Pour la Cour d’appel, cette interdiction ne vise que la mesure de licenciement. Pour justifier sa décision, la Cour ne vise pas les dispositions [par ailleurs non coercitives] de la Circulaire DRT n°2009-04 du 17 mai 2009 selon lesquelles « dans tous les cas où la rupture du contrat de travail est rigoureusement encadrée durant certaines périodes de suspension du contrat (par exemple durant le congé de maternité (…) la rupture conventionnelle ne peut être signée pendant cette période ». Au contraire, la Cour se base sur les articles du Code du travail relatifs à la rupture conventionnelle qui n’interdisent pas explicitement qu’une telle rupture puisse intervenir pendant la période de protection liée au congé maternité (L. 1237-11 et suivants).
┄┄┄┄┄┄┄┄┄┄
# Travail demandé
(a) Répondez aux questions suivantes d'après le texte sur la rupture conventionnelle :
(i) Selon la Cour d'appel, quelle mesure l'interdiction vise-t-elle uniquement ?
(ii) De quelle date est la Circulaire DRT n°2009-04 ?
(iii) Sur quels articles du Code du travail la Cour se fonde-t-elle ?
(b) Reprenez le texte sur la rupture conventionnelle après sa dernière phrase et poursuivez-le.
Les données ci-après n'ont aucun lien avec le texte sur la rupture conventionnelle.
┄┄┄┄┄┄┄┄┄┄
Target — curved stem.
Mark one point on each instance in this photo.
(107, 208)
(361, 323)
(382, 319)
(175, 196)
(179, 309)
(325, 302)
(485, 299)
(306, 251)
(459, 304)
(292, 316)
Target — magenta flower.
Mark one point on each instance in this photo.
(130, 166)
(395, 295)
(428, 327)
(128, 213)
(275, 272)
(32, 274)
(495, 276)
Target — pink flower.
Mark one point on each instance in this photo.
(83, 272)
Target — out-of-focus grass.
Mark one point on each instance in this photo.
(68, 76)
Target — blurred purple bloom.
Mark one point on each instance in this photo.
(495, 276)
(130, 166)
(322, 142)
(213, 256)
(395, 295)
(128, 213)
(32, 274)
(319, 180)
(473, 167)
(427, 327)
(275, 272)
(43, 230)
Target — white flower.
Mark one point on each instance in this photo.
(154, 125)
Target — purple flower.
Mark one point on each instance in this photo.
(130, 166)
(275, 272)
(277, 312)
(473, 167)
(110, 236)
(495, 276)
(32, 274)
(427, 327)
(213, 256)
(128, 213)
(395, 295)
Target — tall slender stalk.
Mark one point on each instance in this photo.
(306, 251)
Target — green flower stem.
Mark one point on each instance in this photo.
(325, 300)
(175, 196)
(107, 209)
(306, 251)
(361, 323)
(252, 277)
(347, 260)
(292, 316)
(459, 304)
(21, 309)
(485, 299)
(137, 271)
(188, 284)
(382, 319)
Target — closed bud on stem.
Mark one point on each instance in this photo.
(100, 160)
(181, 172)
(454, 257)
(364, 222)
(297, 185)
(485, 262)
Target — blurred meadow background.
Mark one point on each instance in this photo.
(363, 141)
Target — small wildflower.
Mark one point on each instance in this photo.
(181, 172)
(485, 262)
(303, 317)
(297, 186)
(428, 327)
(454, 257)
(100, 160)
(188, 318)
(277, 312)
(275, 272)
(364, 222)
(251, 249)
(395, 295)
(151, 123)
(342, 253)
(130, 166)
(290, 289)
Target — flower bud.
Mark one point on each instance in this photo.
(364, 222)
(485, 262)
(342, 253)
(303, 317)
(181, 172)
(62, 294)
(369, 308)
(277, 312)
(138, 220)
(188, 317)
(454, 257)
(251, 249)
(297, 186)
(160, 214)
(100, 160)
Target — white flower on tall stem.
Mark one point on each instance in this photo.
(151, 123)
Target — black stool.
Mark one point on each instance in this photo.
┄┄┄┄┄┄┄┄┄┄
# Réponses attendues
(a)
(i) La mesure de licenciement.
(ii) Du 17 mai 2009.
(iii) Sur les articles L. 1237-11 et suivants.

(b)
Ainsi, la Cour prend le contrepied d’une décision qu’elle avait elle-même rendue en décembre 2012 (Cour d’appel de Lyon – Chambre sociale C – 14 décembre 2012 – n°12/01916), selon laquelle la rupture conventionnelle « qui s’analyse en une rencontre de volontés entre l’employeur et sa salariée tendant à voir rompre le contrat les liant, impliquant une démarche personnelle active de chacune des parties, ne peut être signée en cours de période de protection liée à la maternité »). Dans cette espèce, la Cour d’appel de Lyon avait fait fi de la volonté des parties et avait décidé qu’elles ne pouvaient pas recourir à une rupture conventionnelle qui contournait le statut protecteur accordé à la femme enceinte.

Dans son arrêt du 6 novembre 2013, la Cour d’appel de Lyon a rappelé les faits qui avaient précédé la signature de la rupture conventionnelle. Elle a mis en avant le fait que des entretiens avaient eu lieu à plusieurs semaines d’intervalle et que la salariée n’avait pas usé de son droit de rétractation, ce qui lui laissait penser que la salariée avait pleinement et librement consenti à la rupture de son contrat de travail. L’apparente absence de vice du consentement, que la Cour déduit des longues périodes de réflexion qui ont été accordées à la salariée, semble avoir présidé à sa décision de considérer que la rupture conventionnelle était donc exempte de nullité.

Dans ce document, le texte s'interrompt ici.